*Document text*
* * * * *

The study showed that subjective news articles are easier to predict the price direction, and articles with negative sentiment are the easiest to predict.

  • Social Media

Social media are among the most popular websites. Facebook, for instance, holds the third position in the list of top 25 sites by Ranking.com. Millions of people from different corners of the world visit social networking websites, and it is vivid that posts made there do have an effect on people's minds.

Prediction and tracking disease outbreaks are one of the emerging uses of such data. Some health professionals already use Twitter to track flu epidemics and other health issues. For instance, Dr. Brownstein's team used such data for tracking the Haitian cholera outbreak.

The question is whether social media posts affect prices in financial markets. Some cases support the suggestion that there is a link between such posts and price movements. E.g., the fake tweet (see below) that was posted a couple of years ago caused the stocks to briefly plunge.

Many researchers believe that Twitter is the number one social network that can be used to predict stock movements since Twitter reacts to information quicker than the markets. Here is an example: the resignation of Steve Jobs as CEO of Apple became a buzz topic on the Internet, including social media. 4 out of the 5 trending topics on Twitter were Apple-related, and Apple's shares rose on the following day.

* * * * *

Items listed in a dataset:
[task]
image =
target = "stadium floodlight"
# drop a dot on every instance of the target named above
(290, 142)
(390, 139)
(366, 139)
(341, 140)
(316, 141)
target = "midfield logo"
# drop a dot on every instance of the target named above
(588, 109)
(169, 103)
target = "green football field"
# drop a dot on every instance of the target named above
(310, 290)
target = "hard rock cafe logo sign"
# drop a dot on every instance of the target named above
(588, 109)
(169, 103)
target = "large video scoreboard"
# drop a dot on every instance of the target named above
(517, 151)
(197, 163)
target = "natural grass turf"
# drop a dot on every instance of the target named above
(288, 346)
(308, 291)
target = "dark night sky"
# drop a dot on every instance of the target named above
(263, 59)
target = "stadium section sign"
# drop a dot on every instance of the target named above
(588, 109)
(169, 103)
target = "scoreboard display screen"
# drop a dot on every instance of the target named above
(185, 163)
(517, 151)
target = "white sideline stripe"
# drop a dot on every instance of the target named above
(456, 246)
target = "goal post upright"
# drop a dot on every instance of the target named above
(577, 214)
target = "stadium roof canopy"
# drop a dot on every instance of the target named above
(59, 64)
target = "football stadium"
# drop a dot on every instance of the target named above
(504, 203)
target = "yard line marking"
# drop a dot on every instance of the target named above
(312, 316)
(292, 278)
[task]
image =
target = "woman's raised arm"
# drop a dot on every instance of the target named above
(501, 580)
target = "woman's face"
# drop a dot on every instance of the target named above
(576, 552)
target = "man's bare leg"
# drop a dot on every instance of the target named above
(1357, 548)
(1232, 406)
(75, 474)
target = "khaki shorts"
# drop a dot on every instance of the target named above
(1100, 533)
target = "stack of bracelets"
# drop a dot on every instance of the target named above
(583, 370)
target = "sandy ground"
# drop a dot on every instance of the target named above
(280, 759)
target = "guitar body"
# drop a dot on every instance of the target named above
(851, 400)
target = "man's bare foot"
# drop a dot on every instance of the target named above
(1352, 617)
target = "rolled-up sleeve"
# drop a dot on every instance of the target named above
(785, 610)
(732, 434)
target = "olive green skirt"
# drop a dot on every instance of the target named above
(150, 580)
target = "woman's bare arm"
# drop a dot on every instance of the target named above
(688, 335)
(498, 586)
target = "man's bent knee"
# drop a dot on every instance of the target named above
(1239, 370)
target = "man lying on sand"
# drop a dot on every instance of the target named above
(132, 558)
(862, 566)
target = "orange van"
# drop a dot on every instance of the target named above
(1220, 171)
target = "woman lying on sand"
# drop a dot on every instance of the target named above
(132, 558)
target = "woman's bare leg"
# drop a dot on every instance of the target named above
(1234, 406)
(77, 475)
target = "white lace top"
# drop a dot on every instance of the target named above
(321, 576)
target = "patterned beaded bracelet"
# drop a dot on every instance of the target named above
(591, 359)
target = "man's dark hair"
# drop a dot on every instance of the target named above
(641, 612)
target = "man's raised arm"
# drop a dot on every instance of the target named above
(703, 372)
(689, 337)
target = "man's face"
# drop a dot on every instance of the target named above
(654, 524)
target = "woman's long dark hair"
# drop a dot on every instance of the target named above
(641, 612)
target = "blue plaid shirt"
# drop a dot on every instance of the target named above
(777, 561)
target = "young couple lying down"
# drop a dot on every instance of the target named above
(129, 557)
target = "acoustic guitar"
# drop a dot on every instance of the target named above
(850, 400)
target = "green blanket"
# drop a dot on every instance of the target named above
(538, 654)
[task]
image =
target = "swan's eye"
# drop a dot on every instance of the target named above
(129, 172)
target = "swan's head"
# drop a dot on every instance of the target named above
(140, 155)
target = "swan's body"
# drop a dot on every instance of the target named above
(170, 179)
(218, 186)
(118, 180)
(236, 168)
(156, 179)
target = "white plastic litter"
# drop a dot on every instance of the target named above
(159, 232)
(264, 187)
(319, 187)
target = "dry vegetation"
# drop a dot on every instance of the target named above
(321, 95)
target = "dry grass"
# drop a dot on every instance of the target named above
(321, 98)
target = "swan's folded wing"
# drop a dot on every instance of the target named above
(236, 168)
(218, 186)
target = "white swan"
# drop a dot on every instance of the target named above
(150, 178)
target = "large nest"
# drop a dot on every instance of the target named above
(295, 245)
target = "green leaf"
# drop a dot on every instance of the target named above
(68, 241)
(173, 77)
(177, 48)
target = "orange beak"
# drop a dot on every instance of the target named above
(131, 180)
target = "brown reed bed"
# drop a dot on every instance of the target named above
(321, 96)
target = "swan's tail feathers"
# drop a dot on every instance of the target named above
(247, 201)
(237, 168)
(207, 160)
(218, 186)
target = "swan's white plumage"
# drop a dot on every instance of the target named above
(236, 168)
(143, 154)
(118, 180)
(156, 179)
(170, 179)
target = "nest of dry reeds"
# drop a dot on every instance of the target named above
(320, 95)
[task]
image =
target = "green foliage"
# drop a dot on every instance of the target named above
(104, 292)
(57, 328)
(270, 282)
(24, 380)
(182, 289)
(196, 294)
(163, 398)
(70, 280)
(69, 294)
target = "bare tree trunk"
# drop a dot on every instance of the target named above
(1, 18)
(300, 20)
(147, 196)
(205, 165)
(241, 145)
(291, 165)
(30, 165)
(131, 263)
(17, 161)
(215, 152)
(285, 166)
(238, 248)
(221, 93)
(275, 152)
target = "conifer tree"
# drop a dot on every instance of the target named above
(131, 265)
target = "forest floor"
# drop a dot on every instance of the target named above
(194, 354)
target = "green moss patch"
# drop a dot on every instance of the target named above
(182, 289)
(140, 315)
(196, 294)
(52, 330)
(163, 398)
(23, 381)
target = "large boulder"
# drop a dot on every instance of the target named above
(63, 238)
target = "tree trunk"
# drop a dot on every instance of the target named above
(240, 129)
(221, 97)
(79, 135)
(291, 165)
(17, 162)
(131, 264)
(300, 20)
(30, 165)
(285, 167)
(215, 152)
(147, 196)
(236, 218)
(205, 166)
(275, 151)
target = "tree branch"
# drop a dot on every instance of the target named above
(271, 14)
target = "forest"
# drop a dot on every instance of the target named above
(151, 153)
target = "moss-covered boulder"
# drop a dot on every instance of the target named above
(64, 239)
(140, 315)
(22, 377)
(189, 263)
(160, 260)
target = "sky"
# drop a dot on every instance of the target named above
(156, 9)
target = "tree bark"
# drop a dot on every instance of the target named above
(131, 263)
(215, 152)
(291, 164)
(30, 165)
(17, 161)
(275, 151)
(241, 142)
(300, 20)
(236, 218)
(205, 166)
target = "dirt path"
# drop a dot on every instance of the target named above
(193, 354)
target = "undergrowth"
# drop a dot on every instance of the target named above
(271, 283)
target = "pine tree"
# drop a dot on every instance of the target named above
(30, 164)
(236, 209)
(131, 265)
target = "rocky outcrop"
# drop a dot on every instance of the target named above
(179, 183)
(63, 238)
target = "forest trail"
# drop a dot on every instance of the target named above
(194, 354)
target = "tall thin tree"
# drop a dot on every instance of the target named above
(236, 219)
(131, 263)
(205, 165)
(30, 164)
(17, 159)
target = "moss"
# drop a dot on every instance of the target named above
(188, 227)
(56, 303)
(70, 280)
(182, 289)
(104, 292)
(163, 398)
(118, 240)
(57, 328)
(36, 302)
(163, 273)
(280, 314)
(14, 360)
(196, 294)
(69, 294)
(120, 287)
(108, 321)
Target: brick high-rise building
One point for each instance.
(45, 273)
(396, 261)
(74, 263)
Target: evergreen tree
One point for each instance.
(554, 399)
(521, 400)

* * * * *

*Apply what you read*
1. Reproduce the part of the passage on social media and market prediction that opens with the words containing "Prediction and tracking" and closes with "Haitian cholera outbreak.".
2. Name every company or website mentioned in the passage on social media and market prediction.

*Answers per task*
1.
Prediction and tracking disease outbreaks are one of the emerging uses of such data. Some health professionals already use Twitter to track flu epidemics and other health issues. For instance, Dr. Brownstein's team used such data for tracking the Haitian cholera outbreak.

2.
Facebook
Ranking.com
Twitter
Apple